Task inputs: Begin
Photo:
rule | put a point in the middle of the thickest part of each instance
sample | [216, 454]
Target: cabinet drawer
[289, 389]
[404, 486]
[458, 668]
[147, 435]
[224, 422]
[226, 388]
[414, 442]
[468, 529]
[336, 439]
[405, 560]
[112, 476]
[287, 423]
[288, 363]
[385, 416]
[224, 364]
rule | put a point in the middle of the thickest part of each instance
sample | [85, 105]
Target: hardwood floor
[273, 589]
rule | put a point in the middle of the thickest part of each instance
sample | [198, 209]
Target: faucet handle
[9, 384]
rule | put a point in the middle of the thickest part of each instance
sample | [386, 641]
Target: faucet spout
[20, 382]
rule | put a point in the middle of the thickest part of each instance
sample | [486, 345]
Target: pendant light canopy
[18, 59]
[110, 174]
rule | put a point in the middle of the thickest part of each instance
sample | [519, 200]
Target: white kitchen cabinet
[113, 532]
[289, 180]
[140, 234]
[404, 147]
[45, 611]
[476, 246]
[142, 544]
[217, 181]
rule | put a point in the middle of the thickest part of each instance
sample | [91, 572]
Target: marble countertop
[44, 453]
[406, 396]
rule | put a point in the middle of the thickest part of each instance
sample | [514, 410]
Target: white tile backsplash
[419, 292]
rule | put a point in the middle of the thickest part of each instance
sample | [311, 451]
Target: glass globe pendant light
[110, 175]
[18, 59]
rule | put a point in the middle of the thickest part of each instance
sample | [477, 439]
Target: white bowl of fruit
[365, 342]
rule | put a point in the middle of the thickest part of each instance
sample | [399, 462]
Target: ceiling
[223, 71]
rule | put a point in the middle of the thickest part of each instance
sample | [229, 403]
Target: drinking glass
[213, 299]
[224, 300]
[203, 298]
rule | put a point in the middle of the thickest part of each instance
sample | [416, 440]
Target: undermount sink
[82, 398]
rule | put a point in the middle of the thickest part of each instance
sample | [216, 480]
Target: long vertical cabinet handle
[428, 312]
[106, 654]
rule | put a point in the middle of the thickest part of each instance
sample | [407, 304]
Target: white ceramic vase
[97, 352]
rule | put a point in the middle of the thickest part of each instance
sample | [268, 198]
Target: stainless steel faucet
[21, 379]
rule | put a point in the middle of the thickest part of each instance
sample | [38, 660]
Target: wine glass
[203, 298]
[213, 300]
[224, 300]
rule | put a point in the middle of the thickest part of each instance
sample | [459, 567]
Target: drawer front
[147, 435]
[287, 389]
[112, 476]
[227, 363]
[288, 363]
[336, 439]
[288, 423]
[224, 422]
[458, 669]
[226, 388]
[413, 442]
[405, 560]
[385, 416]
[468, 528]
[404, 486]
Task inputs: End
▸ Assignment: Would you retype the lines above from the one with "Target: faucet spout" down to the one with "sample | [477, 439]", word for word, both ends included and no other lines?

▸ Response:
Target: faucet spout
[20, 382]
rule | put a point in the middle of the thickest part of each instance
sample | [486, 345]
Target: pendant light canopy
[18, 59]
[110, 174]
rule | put a point in the middle of the thickest part of each instance
sample | [519, 200]
Target: white kitchen cabinet
[113, 532]
[289, 180]
[140, 234]
[404, 147]
[45, 611]
[476, 246]
[142, 544]
[217, 181]
rule | put a point in the middle of the thickest part of each instance
sample | [91, 572]
Target: marble countertop
[44, 453]
[406, 396]
rule | put a point in the middle of the thickest part of each instance
sample | [514, 410]
Target: white tile backsplash
[419, 292]
rule | put a point in the middle of the thickest part of each instance
sample | [311, 451]
Target: glass globe pendant light
[110, 175]
[18, 59]
rule | put a point in the middle of the thickest part of each instance
sample | [477, 439]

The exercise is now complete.